Stored items:
>>
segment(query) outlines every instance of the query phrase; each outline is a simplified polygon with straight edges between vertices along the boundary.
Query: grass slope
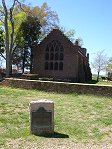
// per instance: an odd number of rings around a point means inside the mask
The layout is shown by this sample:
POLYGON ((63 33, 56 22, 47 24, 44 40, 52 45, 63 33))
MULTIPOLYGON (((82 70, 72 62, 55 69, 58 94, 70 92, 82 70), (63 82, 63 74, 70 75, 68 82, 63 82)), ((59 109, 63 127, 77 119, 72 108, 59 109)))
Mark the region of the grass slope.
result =
POLYGON ((58 94, 0 86, 0 148, 112 147, 112 97, 58 94), (55 104, 55 134, 29 132, 29 103, 49 99, 55 104))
<<
== Task details ==
Transcribe only the trailing portion of the entries above: the line that contains "POLYGON ((63 33, 56" and each line after it.

== Solution to this problem ==
POLYGON ((63 33, 56 22, 47 24, 44 40, 52 45, 63 33))
MULTIPOLYGON (((82 70, 72 62, 55 69, 58 94, 70 92, 82 70), (63 82, 63 74, 70 75, 68 82, 63 82)), ((59 109, 63 127, 77 119, 72 108, 59 109)))
Mark the region of the grass slope.
result =
POLYGON ((58 94, 0 86, 0 148, 112 147, 112 97, 58 94), (55 104, 55 134, 29 132, 29 103, 49 99, 55 104))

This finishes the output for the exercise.